_Exercise requirements_. Copying exactly, give the lines in the material below from the one with "[locate] thin twig" to the one with "[locate] plant branch", ends included, and nothing besides.

_Provided data_.
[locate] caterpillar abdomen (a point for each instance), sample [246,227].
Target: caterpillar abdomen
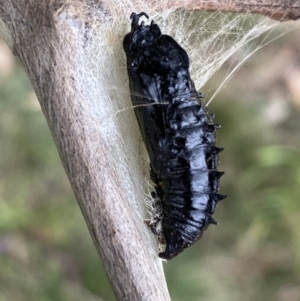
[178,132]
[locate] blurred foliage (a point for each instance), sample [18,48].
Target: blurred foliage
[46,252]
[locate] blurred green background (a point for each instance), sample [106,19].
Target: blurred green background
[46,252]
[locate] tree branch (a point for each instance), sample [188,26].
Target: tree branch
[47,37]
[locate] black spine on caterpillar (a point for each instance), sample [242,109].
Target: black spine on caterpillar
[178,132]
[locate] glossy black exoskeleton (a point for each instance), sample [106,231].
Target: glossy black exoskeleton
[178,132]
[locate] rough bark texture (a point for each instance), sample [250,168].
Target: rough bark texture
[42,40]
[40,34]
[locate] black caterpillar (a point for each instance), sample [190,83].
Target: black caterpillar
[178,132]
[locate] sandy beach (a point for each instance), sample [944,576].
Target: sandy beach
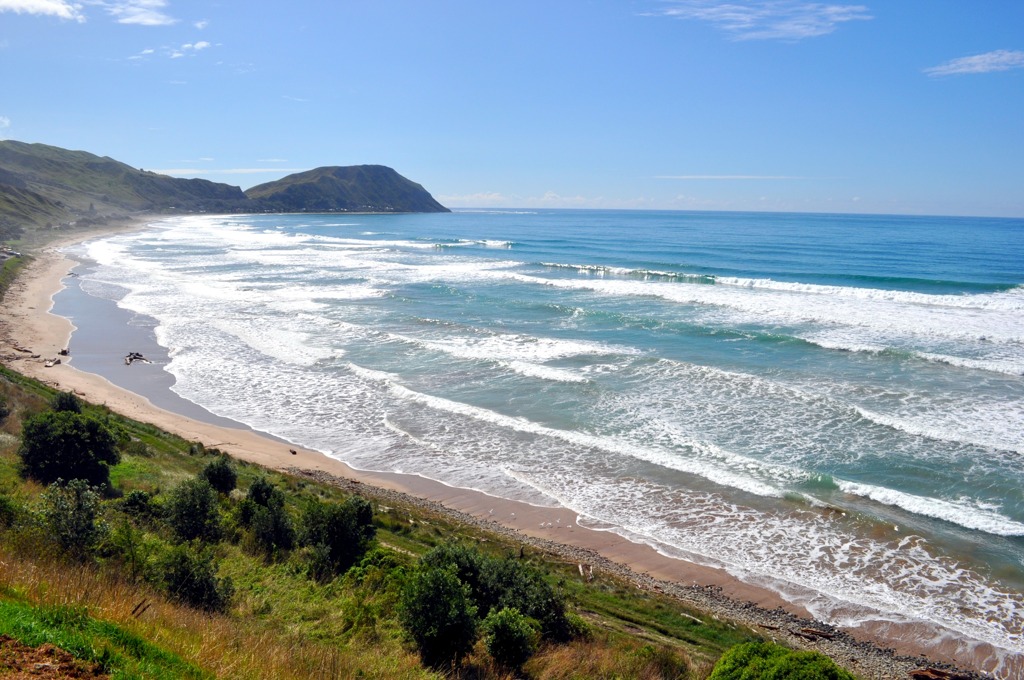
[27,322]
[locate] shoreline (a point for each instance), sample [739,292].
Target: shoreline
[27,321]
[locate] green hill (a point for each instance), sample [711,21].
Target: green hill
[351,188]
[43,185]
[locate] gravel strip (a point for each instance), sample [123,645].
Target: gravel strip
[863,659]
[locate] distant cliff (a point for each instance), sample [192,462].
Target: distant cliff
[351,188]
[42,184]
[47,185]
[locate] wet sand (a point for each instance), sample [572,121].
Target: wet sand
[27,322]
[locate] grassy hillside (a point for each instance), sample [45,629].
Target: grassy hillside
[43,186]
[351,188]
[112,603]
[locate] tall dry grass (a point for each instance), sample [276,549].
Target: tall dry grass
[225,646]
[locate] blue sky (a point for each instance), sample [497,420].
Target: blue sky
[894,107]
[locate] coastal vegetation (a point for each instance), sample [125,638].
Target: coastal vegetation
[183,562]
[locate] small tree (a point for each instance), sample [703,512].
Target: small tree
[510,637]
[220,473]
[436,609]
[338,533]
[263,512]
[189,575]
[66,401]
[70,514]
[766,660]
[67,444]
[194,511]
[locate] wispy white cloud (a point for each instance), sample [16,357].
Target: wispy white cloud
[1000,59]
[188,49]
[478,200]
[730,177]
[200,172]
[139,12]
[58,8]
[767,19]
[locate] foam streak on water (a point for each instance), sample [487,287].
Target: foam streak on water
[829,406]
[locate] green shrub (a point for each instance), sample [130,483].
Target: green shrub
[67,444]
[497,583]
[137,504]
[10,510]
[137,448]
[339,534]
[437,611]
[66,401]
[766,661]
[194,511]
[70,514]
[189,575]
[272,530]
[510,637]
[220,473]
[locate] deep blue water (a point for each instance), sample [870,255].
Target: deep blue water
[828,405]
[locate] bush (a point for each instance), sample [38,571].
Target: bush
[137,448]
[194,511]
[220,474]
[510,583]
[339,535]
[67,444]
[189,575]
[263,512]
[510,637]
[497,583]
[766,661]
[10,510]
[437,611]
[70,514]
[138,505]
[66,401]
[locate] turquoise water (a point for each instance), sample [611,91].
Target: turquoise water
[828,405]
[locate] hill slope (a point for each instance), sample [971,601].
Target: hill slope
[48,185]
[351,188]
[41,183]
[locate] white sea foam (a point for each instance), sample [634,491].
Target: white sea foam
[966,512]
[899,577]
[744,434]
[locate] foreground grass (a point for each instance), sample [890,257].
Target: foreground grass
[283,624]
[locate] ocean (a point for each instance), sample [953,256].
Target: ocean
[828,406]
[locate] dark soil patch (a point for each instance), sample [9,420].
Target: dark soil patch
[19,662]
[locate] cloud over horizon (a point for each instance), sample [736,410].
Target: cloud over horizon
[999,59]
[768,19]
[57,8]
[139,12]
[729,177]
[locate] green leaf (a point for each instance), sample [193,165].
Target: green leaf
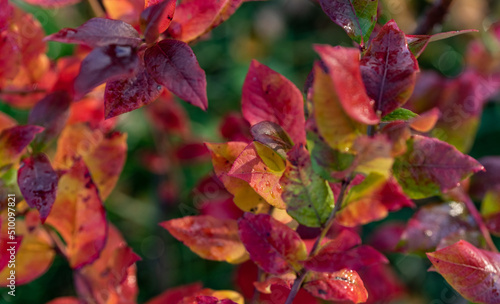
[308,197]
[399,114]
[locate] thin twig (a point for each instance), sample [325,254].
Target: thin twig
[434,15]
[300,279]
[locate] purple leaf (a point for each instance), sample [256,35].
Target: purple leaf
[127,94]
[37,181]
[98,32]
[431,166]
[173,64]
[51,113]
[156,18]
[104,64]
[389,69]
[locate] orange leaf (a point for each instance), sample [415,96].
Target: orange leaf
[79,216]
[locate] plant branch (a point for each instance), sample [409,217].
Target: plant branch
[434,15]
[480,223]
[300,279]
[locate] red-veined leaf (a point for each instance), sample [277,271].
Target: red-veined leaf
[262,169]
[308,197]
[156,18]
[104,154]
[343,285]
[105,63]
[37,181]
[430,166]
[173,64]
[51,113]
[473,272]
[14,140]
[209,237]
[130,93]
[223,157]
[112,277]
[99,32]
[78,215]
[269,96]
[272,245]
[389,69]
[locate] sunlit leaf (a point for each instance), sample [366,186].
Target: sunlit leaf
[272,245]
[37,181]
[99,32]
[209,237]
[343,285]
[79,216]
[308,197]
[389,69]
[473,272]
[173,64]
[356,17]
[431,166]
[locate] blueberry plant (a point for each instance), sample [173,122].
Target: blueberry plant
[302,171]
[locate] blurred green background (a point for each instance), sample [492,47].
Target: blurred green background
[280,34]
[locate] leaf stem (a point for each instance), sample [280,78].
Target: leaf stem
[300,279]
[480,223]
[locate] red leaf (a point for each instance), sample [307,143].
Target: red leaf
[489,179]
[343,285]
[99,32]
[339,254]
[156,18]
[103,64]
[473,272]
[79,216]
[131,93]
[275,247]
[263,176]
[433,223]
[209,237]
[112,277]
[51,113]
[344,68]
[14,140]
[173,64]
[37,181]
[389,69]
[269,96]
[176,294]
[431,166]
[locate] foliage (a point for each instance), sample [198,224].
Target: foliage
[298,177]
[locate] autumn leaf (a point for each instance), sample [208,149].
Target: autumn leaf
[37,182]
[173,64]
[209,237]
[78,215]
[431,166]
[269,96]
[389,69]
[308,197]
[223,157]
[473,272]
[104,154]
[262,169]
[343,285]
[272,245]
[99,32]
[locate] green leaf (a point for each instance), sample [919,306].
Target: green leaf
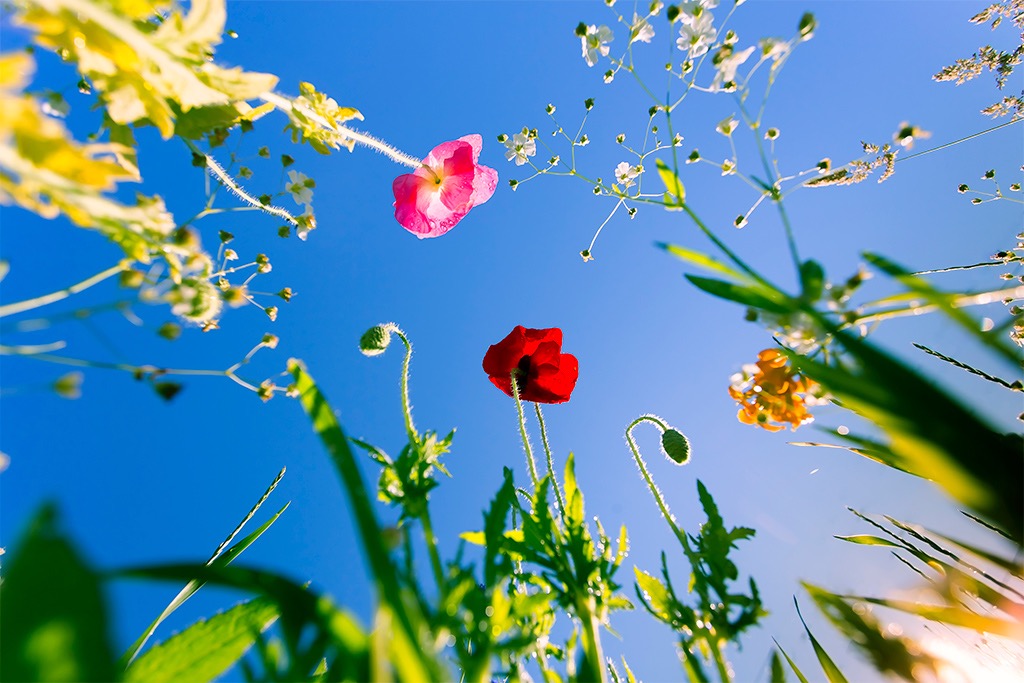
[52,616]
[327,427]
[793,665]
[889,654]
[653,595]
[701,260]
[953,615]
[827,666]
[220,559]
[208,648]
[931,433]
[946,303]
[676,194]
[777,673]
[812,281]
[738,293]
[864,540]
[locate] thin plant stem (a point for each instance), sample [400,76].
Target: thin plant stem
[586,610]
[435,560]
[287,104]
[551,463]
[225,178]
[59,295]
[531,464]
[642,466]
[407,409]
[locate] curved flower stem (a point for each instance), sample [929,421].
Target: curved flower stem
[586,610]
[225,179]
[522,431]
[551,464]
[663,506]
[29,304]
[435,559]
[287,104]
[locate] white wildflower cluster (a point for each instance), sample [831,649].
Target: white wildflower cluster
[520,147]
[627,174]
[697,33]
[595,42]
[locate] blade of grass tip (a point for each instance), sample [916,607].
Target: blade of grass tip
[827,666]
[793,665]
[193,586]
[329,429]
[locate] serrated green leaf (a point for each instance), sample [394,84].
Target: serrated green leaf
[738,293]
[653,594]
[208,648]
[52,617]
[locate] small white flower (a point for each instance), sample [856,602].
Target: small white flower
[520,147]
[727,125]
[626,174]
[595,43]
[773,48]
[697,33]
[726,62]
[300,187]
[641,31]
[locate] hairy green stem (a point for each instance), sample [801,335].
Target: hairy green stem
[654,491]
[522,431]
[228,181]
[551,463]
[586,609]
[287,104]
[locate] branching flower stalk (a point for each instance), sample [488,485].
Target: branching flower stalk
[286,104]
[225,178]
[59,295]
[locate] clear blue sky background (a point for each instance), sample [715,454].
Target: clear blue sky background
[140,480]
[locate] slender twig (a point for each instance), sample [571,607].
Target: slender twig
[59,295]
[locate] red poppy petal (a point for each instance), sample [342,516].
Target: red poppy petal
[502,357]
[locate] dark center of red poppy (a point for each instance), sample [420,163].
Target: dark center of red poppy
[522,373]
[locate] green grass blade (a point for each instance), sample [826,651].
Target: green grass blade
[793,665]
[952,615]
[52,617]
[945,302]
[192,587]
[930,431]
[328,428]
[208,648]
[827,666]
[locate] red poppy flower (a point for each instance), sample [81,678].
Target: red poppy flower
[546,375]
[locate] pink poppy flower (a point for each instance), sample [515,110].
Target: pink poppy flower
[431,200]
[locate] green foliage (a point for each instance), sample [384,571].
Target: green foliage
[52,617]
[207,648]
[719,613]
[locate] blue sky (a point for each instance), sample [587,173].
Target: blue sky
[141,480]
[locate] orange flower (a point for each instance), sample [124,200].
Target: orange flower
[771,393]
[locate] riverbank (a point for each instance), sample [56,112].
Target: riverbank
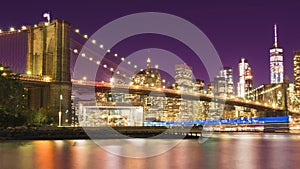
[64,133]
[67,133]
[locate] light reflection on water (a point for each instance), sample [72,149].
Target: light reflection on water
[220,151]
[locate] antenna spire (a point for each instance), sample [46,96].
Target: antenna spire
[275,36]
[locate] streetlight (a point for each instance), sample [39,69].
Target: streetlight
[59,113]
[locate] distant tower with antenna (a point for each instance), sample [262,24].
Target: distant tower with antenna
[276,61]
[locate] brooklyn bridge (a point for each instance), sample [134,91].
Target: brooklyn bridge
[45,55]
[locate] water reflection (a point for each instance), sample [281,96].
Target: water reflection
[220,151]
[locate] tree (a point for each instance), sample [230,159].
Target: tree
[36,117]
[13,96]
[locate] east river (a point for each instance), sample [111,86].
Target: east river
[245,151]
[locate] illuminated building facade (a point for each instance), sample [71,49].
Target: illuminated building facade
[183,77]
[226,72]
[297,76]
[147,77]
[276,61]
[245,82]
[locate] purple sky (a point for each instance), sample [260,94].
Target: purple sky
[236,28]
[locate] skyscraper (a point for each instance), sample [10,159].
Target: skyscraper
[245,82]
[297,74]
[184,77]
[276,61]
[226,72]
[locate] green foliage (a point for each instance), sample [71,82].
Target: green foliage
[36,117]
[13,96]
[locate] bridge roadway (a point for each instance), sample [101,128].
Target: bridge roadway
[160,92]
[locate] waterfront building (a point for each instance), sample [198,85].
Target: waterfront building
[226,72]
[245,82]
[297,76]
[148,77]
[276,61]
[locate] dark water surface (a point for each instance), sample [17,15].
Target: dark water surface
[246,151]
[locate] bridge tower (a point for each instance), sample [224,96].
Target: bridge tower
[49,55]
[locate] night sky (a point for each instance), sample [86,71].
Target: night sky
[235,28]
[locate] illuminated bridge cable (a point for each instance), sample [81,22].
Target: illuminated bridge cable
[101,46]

_Response area_.
[locate] thin twig (a point for each instance), sample [325,254].
Target: thin twig
[434,15]
[300,279]
[locate] purple leaf (a point for each instance), sample [256,35].
Target: purple leaf
[127,94]
[37,181]
[98,32]
[431,166]
[173,64]
[51,113]
[156,18]
[104,64]
[389,69]
[locate] orange leaf (a point for each instance), sample [415,96].
Target: orange leaf
[79,216]
[locate] plant branch (a point for each instance), sample [409,217].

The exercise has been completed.